Many area residents are opposed to any testing of the deer because even anecdotal evidence of deer in Kane County with chronic wasting disease is sparse. State officials, however, say two deer tested positive for the disease in late 2010, sparking the need for additional testing. The state initially wanted to kill 75 deer in the forest preserves. Commissioners negotiated that number down to 20 spread through four preserves. The state struck a separate agreement with Dundee Township to kill and test 20 deer near Salamander Springs. Negotiations are ongoing with Sleepy Hollow for another testing area. All three agreements could get the state pretty close to the original testing batch of 75, especially with any agreements it can make with private land owners to come on their property.
However, an admission last week by the state that they set bait traps for deer before any official agreement with the county may have permanently heightened suspicions among local residents about the lengths state officials will go to get the number of deer they believe is necessary. Residents told the district's Executive Committee Friday that they've seen evidence of private fences being cut and human tracks on private property with no permission granted. Some homeowners have now installed video cameras to monitor their property for any state intrusion. Commissioners advised residents to call the police if they believe any trespassing is occurring, but the agreed upon testing will continue.
"I know some people are opposed to any culling," Hoscheit said. "But I've also received calls from some of the most prominent naturalists in the county who have a different perspective. No one wants chronic wasting disease. We have to do a balancing act."
With that in mind, the forest preserve district will create a plan to address the wildlife population numbers in all of its preserves later this year. Commissioners are hoping for public feedback during that process.

----------

# Exercise instructions:
Transcribe the article on deer testing in Kane County word for word, from "Many area residents" up to and including "on their property.".

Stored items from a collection

----------

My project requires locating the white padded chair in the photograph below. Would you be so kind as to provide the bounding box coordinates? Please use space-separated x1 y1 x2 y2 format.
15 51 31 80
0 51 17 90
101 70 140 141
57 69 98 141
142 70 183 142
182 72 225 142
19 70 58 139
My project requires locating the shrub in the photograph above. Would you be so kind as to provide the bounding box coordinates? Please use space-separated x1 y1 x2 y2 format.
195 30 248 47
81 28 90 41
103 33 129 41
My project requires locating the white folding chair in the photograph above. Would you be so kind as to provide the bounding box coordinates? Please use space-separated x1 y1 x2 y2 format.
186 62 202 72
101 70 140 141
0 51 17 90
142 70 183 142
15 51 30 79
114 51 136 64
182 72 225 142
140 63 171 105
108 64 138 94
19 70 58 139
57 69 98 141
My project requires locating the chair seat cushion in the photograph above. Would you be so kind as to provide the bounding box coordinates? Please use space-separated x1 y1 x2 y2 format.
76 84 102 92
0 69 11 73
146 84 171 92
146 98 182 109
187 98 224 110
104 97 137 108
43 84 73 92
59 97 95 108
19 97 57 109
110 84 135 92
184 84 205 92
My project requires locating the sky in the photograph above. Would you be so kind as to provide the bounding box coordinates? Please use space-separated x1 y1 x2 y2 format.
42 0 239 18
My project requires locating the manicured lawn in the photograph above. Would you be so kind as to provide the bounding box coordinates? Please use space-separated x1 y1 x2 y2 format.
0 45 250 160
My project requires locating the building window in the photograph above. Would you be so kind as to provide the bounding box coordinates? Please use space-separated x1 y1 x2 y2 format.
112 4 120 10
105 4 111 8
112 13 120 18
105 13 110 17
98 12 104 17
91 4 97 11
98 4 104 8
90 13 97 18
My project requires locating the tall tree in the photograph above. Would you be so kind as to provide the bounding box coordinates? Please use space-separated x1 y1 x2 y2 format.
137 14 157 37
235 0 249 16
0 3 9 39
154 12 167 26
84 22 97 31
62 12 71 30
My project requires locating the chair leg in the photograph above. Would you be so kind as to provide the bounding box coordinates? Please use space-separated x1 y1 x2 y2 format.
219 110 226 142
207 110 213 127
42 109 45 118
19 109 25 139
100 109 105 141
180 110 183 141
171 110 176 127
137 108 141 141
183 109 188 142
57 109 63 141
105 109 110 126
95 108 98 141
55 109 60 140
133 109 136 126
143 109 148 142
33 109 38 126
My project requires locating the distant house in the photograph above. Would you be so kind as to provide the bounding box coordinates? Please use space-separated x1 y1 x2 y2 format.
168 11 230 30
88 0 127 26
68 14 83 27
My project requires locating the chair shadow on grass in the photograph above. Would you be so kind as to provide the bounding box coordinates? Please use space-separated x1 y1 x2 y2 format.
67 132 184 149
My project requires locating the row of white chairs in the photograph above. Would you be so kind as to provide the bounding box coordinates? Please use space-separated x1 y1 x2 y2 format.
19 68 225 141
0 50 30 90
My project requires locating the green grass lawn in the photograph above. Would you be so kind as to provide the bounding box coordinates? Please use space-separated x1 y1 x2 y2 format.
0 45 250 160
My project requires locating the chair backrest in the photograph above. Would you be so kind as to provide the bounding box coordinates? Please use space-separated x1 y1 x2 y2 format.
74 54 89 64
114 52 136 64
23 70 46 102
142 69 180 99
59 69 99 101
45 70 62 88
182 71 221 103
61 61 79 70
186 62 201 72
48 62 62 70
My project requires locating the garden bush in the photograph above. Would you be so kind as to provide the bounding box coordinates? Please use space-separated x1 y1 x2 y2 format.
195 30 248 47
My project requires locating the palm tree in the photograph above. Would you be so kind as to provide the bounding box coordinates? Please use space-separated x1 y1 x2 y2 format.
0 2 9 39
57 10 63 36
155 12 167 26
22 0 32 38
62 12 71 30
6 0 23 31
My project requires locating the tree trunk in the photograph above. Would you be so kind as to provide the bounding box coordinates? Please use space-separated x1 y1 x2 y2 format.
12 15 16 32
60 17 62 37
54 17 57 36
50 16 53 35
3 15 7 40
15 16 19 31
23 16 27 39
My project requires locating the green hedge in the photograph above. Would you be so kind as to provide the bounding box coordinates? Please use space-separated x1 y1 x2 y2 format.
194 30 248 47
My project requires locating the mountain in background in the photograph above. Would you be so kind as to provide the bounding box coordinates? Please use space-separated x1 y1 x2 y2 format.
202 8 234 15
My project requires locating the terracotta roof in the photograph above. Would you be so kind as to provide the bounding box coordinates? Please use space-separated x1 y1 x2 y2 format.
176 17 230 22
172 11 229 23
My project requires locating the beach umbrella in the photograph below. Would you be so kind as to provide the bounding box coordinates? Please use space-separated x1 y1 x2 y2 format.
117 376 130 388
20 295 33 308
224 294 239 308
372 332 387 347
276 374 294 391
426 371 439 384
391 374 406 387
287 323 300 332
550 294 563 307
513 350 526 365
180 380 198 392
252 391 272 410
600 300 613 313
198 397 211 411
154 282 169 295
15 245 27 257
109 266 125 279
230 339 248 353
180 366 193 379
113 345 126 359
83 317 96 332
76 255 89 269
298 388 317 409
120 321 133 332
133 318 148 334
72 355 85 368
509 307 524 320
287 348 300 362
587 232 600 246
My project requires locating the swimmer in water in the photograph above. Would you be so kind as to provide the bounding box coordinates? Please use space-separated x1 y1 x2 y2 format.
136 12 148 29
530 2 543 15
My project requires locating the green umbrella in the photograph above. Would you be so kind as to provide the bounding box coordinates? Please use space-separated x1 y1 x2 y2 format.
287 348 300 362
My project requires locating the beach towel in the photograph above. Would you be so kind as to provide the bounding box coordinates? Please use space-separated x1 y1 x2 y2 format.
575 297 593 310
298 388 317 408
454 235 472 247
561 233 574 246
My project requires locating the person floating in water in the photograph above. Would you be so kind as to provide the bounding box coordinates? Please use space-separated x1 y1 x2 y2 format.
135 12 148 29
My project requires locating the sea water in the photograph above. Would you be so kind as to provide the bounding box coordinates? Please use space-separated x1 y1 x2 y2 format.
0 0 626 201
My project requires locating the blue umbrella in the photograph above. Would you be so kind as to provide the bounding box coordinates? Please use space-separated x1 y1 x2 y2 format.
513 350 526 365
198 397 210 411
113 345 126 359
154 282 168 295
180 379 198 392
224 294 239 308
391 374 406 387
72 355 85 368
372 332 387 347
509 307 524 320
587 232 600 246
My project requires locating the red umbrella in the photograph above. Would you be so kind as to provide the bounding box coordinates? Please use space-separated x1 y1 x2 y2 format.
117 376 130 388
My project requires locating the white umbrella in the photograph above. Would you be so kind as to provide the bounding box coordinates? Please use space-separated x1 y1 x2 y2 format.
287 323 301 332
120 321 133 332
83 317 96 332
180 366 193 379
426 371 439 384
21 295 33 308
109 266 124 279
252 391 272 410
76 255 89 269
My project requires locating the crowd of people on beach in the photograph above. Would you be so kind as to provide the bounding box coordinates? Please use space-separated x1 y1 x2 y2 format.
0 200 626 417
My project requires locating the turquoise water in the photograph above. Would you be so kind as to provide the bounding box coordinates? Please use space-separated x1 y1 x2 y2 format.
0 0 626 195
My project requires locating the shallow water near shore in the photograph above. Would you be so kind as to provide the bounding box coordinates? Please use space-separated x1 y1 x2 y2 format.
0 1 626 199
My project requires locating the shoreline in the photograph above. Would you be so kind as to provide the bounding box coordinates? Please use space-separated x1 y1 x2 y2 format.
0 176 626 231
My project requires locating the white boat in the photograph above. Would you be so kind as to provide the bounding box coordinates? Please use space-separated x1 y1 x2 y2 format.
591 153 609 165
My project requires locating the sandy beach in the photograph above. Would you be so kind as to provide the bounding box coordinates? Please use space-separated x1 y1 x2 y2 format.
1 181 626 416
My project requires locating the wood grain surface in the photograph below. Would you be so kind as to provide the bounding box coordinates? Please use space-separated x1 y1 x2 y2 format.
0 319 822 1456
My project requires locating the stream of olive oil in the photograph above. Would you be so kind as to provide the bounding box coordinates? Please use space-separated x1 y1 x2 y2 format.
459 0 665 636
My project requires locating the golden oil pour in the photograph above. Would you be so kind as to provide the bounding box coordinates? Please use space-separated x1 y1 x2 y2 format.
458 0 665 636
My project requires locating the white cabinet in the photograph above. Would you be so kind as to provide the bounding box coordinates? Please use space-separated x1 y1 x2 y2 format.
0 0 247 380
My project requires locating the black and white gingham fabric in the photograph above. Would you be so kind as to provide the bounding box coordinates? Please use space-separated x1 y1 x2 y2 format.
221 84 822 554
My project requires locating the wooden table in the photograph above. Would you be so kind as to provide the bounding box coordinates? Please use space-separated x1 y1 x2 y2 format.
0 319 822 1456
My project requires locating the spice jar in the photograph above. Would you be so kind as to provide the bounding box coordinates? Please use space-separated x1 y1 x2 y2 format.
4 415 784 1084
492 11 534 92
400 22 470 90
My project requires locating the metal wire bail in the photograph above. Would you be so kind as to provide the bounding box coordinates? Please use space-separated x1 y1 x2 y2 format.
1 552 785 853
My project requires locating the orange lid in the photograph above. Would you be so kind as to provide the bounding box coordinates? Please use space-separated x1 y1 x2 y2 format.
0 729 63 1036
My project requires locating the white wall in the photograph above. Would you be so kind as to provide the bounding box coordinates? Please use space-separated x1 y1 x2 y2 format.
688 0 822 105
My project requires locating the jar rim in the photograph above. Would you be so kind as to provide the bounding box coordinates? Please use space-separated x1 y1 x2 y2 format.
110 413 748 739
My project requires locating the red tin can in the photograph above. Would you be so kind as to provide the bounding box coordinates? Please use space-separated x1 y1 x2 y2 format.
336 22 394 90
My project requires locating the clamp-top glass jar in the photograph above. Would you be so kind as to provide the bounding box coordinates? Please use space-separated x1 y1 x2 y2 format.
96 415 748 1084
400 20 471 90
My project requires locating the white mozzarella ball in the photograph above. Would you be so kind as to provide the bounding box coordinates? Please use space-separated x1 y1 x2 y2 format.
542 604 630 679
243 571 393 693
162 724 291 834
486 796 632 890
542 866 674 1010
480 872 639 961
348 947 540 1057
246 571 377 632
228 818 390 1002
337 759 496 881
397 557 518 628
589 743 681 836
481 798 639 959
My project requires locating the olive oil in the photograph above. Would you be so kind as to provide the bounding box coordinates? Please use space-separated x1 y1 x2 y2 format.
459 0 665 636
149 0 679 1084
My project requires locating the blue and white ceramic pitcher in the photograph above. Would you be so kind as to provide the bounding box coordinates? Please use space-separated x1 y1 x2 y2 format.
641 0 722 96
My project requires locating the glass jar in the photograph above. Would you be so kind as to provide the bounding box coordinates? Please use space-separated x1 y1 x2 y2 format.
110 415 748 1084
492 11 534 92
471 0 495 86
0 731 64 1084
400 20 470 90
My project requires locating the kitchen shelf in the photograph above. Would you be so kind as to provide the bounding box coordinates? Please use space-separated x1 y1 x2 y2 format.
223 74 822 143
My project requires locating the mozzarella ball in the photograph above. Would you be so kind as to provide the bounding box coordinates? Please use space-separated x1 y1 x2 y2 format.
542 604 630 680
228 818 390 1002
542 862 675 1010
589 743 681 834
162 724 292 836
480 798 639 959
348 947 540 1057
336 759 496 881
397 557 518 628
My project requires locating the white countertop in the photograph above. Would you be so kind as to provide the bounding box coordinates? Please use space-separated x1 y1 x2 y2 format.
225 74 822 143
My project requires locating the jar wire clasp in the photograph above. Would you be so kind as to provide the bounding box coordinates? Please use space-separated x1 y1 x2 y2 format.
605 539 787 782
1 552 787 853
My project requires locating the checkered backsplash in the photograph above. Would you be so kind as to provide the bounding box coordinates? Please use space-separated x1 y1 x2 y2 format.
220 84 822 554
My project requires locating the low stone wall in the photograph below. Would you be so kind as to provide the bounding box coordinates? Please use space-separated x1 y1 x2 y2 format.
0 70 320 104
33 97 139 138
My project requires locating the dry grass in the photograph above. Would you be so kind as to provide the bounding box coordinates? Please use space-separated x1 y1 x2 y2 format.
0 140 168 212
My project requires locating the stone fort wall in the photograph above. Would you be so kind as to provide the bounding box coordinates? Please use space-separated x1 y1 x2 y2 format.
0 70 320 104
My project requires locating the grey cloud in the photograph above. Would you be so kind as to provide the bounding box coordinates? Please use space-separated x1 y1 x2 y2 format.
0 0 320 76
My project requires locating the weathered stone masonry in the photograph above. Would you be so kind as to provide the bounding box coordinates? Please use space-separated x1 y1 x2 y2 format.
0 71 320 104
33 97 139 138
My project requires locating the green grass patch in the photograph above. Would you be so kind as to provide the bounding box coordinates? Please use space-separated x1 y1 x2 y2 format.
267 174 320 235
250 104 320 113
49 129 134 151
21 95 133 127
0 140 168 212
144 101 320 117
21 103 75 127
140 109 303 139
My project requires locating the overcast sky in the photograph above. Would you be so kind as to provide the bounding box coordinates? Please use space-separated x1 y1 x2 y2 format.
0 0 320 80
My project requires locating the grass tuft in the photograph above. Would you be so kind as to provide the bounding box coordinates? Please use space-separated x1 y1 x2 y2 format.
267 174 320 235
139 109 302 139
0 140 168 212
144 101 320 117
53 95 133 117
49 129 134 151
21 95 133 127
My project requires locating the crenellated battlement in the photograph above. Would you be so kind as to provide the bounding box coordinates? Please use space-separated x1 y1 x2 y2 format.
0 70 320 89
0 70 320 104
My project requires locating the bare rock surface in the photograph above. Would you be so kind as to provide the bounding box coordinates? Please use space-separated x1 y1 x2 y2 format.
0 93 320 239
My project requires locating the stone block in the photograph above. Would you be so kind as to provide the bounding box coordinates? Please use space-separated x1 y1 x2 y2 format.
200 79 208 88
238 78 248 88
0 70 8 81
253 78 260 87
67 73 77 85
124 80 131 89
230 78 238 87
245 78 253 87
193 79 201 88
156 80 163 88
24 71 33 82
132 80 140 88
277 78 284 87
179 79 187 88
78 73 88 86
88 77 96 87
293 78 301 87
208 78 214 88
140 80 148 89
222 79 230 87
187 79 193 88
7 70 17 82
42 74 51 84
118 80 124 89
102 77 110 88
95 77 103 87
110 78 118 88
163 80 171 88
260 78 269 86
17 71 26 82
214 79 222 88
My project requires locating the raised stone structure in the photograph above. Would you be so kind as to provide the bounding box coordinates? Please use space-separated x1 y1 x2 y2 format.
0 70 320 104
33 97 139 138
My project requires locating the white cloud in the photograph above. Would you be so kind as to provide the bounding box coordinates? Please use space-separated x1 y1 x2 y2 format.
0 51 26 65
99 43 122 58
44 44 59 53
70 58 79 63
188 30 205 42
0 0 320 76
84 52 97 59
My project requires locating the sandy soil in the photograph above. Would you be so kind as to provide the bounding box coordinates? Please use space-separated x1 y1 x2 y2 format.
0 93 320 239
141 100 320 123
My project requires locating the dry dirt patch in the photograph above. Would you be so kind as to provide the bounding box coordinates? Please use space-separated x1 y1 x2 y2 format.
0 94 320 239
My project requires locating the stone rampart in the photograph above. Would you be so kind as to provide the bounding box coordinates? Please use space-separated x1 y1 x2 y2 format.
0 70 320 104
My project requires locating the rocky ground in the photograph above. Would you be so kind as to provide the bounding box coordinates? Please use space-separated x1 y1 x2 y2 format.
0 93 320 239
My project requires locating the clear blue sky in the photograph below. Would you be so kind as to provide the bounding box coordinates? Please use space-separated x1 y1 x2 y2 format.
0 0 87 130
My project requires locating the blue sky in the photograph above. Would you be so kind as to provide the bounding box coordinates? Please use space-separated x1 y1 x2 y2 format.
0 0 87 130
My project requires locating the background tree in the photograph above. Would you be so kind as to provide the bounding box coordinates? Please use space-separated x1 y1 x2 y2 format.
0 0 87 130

----------

# Output:
Many area residents are opposed to any testing of the deer because even anecdotal evidence of deer in Kane County with chronic wasting disease is sparse. State officials, however, say two deer tested positive for the disease in late 2010, sparking the need for additional testing. The state initially wanted to kill 75 deer in the forest preserves. Commissioners negotiated that number down to 20 spread through four preserves. The state struck a separate agreement with Dundee Township to kill and test 20 deer near Salamander Springs. Negotiations are ongoing with Sleepy Hollow for another testing area. All three agreements could get the state pretty close to the original testing batch of 75, especially with any agreements it can make with private land owners to come on their property.